_Passage given_
A Senate bill with bipartisan support could apply secondary sanctions on anyone transacting or transporting gold from Russia’s central bank holdings or selling gold in Russia. The Stop Russian Government and Oligarchs from Limiting Democracy Act, introduced this week, would look to close a “loophole” in U.S. sanctions that allows Russian oligarchs to launder money through gold, the sponsoring senators said March 8. The bill would authorize secondary sanctions to “deter the purchase of Russian gold and close this loophole that allows the Russian Federation to soften the financial impact of sanctions.”
The Office of Foreign Assets Control announced sanctions on eight Russian individuals, six entities, one water vessel and one aircraft. OFAC determined that the property and interests in property subject to U.S. jurisdiction of the designated persons and entities are blocked. The sanctions were pursuant to Executive Order 14024, which targets members of the Russian government, technology sector, and their families and businesses.
The EU announced new sanctions targeting the Belarusian financial sector to expand on existing restrictions on the country in response to its role in the Russian invasion of Ukraine. The new restrictions apply to three banks -- Belagroprombank, Bank Dabrabyt and the Development Bank of the Republic of Belarus, along with their Belarusian subsidiaries -- and keep them using SWIFT, the interbank messaging service.
The EU ambassador to Washington, Stavros Lambrinidis, said that settling trade irritants between the U.S. and Europe and setting up the EU-U.S. Trade and Technology Council made it easy to get a unified front on export controls done quickly after the Russian invasion of Ukraine. The TTC "ensured every player that’s important in this field could get on the phone and get it done," he said during a March 9 webinar hosted by the World Trade Center in Washington, D.C., and the Washington Intergovernmental Professional Group.

_Short exercise A_
Name each Belarusian bank that the sanctions news roundup says the new EU restrictions apply to.
_Short exercise B_
Write the next part of the sanctions news roundup, picking up after its final sentence.

_Supplied material_

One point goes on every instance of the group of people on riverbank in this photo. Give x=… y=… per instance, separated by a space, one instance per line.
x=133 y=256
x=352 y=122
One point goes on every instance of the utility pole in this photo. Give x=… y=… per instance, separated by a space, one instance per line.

_Right answer A_
Belagroprombank, Bank Dabrabyt, Development Bank of the Republic of Belarus

_Right answer B_
President Joe Biden issued an executive order March 9 that will require several agencies to study how cryptocurrency can be used to evade sanctions. The order, part of a “priority effort” underway by the administration to counter illegal uses of virtual currencies, comes amid concerns from lawmakers that Russia could turn to cryptocurrency to evade U.S. and global financial restrictions (see 2203030047).
The U.N. Security Council on March 7 added one entry to its ISIL (Da’esh) and al-Qaida sanctions list. Sanctions now apply to the terrorist group Khatiba al-Tawhid wal-Jihad, which operates in Syria, Turkey, Kyrgyzstan, Uzbekistan, Russia, Tajikistan, Kazakhstan, Egypt, Afghanistan and Ukraine. The State Department sanctioned the group earlier this week (see 2203070059).
Australia imposed new sanctions against a range of Russia’s “propagandists,” military officials and entities for Russia’s invasion of Ukraine, the country’s foreign ministry announced March 8. The sanctions target the Armed Forces of the Russian Federation and six senior military officials and an additional 11 financial institutions “of economic significance to Russia,” including the country’s central bank. Australia also sanctioned another 10 people that help promote “pro-Kremlin propaganda to legitimize Russia’s invasion.”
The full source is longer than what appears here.